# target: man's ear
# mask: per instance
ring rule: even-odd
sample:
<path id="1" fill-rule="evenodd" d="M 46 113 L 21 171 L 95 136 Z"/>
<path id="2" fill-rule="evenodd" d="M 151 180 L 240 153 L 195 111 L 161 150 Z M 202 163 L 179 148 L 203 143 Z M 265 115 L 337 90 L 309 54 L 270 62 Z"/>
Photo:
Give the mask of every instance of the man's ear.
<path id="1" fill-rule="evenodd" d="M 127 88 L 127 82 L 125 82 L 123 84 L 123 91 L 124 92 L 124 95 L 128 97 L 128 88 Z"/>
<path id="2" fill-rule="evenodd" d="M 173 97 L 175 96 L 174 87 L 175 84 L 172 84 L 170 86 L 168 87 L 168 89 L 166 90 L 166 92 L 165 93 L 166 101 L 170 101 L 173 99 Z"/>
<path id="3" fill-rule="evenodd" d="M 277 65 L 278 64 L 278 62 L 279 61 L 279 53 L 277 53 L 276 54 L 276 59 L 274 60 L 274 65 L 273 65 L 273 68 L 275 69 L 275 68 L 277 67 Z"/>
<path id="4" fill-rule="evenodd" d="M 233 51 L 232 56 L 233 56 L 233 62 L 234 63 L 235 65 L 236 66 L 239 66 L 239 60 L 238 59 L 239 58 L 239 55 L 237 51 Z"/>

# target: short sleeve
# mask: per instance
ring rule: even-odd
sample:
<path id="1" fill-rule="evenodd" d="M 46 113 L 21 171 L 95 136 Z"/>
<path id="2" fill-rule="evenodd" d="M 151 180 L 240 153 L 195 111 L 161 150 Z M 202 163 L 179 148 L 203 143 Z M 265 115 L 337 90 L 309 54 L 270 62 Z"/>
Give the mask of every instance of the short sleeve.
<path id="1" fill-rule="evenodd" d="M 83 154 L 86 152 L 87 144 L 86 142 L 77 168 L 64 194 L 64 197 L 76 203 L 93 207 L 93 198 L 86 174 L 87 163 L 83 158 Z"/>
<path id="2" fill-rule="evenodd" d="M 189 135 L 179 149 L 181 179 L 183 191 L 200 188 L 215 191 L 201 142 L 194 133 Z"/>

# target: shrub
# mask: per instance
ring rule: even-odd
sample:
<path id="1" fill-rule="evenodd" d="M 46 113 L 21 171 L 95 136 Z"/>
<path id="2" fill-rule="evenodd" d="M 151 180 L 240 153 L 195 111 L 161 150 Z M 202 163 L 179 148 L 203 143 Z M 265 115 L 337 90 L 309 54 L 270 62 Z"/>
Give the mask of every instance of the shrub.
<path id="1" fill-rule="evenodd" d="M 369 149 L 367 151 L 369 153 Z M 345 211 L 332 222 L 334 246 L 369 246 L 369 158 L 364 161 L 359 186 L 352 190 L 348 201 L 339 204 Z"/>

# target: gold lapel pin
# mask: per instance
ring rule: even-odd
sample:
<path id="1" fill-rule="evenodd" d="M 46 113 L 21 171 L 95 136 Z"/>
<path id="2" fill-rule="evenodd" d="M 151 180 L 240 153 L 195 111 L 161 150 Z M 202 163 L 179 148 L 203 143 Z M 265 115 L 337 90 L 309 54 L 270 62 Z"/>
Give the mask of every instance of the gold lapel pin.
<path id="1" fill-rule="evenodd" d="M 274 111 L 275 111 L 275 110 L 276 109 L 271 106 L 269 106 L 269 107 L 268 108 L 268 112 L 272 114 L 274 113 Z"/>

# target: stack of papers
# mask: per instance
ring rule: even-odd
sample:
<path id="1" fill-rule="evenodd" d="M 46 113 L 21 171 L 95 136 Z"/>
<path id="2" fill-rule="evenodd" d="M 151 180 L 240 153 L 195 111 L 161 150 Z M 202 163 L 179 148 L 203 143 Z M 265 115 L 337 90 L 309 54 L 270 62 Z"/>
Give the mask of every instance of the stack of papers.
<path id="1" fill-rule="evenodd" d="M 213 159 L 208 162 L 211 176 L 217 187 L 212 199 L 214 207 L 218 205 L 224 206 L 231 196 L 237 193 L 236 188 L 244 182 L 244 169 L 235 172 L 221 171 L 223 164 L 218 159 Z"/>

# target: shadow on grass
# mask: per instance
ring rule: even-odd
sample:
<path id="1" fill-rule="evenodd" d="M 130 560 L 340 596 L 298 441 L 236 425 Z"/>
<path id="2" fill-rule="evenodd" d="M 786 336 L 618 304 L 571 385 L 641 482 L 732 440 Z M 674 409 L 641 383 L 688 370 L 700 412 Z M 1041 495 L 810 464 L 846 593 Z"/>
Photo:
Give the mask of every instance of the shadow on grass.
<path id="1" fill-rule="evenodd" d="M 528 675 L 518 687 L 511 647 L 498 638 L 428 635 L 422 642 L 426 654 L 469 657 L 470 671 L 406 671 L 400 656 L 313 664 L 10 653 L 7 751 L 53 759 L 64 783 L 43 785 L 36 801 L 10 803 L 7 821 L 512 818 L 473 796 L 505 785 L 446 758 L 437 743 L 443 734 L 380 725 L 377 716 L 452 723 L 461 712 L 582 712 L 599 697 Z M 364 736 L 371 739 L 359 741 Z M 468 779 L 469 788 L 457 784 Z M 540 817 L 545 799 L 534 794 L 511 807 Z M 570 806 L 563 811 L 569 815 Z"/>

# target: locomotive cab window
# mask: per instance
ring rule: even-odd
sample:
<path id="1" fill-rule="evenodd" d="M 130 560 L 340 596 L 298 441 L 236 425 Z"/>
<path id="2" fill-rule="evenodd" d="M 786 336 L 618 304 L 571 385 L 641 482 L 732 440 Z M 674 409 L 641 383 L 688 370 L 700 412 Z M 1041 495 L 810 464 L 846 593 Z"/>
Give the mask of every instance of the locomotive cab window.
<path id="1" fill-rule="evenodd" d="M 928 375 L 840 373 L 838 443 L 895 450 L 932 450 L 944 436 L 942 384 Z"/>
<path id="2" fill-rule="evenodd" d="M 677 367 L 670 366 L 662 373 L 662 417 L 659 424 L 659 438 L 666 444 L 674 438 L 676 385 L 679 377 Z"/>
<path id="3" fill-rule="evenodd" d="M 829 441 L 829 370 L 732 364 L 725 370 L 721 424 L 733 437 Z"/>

- **DIRECTIONS FOR THIS TASK**
Convert the lines above into a two-column CSV with the headers "prompt" and "paths". Each line that asks for a mask gets one row, with its wording in "prompt" and all of its answer paths in "paths". Quote each field and turn any line breaks into spaces.

- **SOLUTION TO THE PROBLEM**
prompt,paths
"# target: man's ear # mask: per instance ring rule: even-odd sample: <path id=""1"" fill-rule=""evenodd"" d=""M 46 113 L 21 171 L 95 136 Z""/> <path id=""2"" fill-rule=""evenodd"" d=""M 151 180 L 240 153 L 195 111 L 161 150 Z M 202 163 L 179 148 L 203 143 Z M 265 115 L 337 90 L 309 54 L 270 62 Z""/> Photo: Give the mask of every instance of the man's ear.","<path id=""1"" fill-rule=""evenodd"" d=""M 127 88 L 127 82 L 125 82 L 123 84 L 123 91 L 124 92 L 124 95 L 128 97 L 128 88 Z""/> <path id=""2"" fill-rule=""evenodd"" d=""M 173 97 L 175 96 L 174 87 L 175 84 L 172 84 L 170 86 L 168 87 L 168 89 L 166 90 L 166 92 L 165 93 L 166 101 L 170 101 L 173 99 Z""/> <path id=""3"" fill-rule=""evenodd"" d=""M 277 65 L 278 64 L 278 62 L 279 61 L 279 53 L 277 53 L 276 54 L 276 59 L 274 60 L 274 65 L 273 65 L 273 68 L 275 69 L 275 68 L 277 67 Z""/> <path id=""4"" fill-rule=""evenodd"" d=""M 233 51 L 232 56 L 233 56 L 233 62 L 234 63 L 235 65 L 236 66 L 239 66 L 239 60 L 238 59 L 239 58 L 239 55 L 237 51 Z""/>"
"# target: short sleeve # mask: per instance ring rule: even-odd sample: <path id=""1"" fill-rule=""evenodd"" d=""M 46 113 L 21 171 L 95 136 Z""/> <path id=""2"" fill-rule=""evenodd"" d=""M 151 180 L 240 153 L 195 111 L 161 150 Z M 202 163 L 179 148 L 203 143 Z M 265 115 L 337 90 L 309 54 L 270 62 Z""/> Give the mask of every instance of the short sleeve.","<path id=""1"" fill-rule=""evenodd"" d=""M 83 154 L 86 152 L 87 144 L 86 142 L 77 168 L 64 194 L 64 197 L 76 203 L 93 207 L 93 198 L 86 174 L 87 163 L 83 158 Z""/> <path id=""2"" fill-rule=""evenodd"" d=""M 189 135 L 179 149 L 181 179 L 183 191 L 200 188 L 215 191 L 201 142 L 194 133 Z""/>"
"# target: shrub # mask: per instance ring rule: even-odd sample: <path id=""1"" fill-rule=""evenodd"" d=""M 46 113 L 21 171 L 95 136 Z""/> <path id=""2"" fill-rule=""evenodd"" d=""M 151 180 L 240 153 L 195 111 L 161 150 Z M 202 163 L 179 148 L 203 143 Z M 265 115 L 337 90 L 309 54 L 270 62 Z""/> Give the mask of every instance of the shrub.","<path id=""1"" fill-rule=""evenodd"" d=""M 369 149 L 367 151 L 369 153 Z M 345 211 L 332 222 L 334 246 L 369 246 L 369 158 L 364 161 L 359 186 L 352 190 L 348 201 L 339 204 Z""/>"
"# target: gold lapel pin # mask: per instance ring rule: even-odd sample: <path id=""1"" fill-rule=""evenodd"" d=""M 46 113 L 21 171 L 95 136 Z""/> <path id=""2"" fill-rule=""evenodd"" d=""M 151 180 L 240 153 L 195 111 L 161 150 Z M 202 163 L 179 148 L 203 143 Z M 265 115 L 337 90 L 309 54 L 270 62 Z""/> Give the mask of every instance of the gold lapel pin.","<path id=""1"" fill-rule=""evenodd"" d=""M 274 111 L 275 111 L 275 110 L 276 109 L 271 106 L 269 106 L 269 107 L 268 108 L 268 112 L 272 114 L 274 113 Z""/>"
"# target: stack of papers # mask: per instance ring rule: even-odd sample: <path id=""1"" fill-rule=""evenodd"" d=""M 46 113 L 21 171 L 95 136 Z""/> <path id=""2"" fill-rule=""evenodd"" d=""M 151 180 L 240 153 L 195 111 L 161 150 Z M 202 163 L 179 148 L 203 143 Z M 265 115 L 337 90 L 309 54 L 270 62 Z""/> Give the mask of every instance of the stack of papers.","<path id=""1"" fill-rule=""evenodd"" d=""M 213 159 L 208 162 L 211 176 L 217 187 L 212 199 L 214 207 L 218 205 L 224 206 L 231 196 L 237 193 L 236 188 L 244 182 L 244 169 L 235 172 L 221 171 L 223 164 L 218 159 Z""/>"
"# target: shadow on grass # mask: per instance ring rule: even-odd sample: <path id=""1"" fill-rule=""evenodd"" d=""M 130 560 L 340 596 L 298 441 L 236 425 Z""/> <path id=""2"" fill-rule=""evenodd"" d=""M 786 336 L 618 304 L 571 385 L 641 482 L 732 440 Z M 674 409 L 641 383 L 688 370 L 700 412 Z M 1041 495 L 810 464 L 846 593 Z""/> Photo: Give the mask of every instance of the shadow on grass.","<path id=""1"" fill-rule=""evenodd"" d=""M 528 675 L 518 687 L 511 647 L 498 638 L 428 635 L 422 642 L 426 654 L 469 657 L 470 671 L 406 671 L 400 656 L 313 664 L 10 653 L 7 751 L 53 759 L 64 783 L 43 785 L 36 801 L 10 803 L 7 821 L 512 818 L 473 796 L 505 785 L 446 758 L 437 743 L 443 734 L 380 725 L 377 716 L 452 723 L 461 712 L 582 712 L 599 697 Z M 364 736 L 371 739 L 359 741 Z M 468 779 L 469 788 L 457 784 Z M 540 817 L 545 799 L 534 794 L 511 807 Z M 570 806 L 563 811 L 569 815 Z""/>"
"# target: locomotive cab window # mask: per instance ring rule: even-odd sample: <path id=""1"" fill-rule=""evenodd"" d=""M 130 560 L 340 596 L 298 441 L 236 425 Z""/> <path id=""2"" fill-rule=""evenodd"" d=""M 786 336 L 618 304 L 571 385 L 641 482 L 732 440 Z M 674 409 L 641 383 L 688 370 L 700 412 Z M 1041 495 L 810 464 L 846 593 Z""/> Give the mask of every instance of the locomotive cab window.","<path id=""1"" fill-rule=""evenodd"" d=""M 928 375 L 840 373 L 838 443 L 895 450 L 932 450 L 944 436 L 942 384 Z""/> <path id=""2"" fill-rule=""evenodd"" d=""M 677 367 L 670 366 L 662 373 L 662 417 L 659 424 L 659 438 L 666 444 L 674 438 L 676 385 L 679 377 Z""/> <path id=""3"" fill-rule=""evenodd"" d=""M 829 441 L 829 370 L 732 364 L 725 370 L 721 424 L 733 437 Z""/>"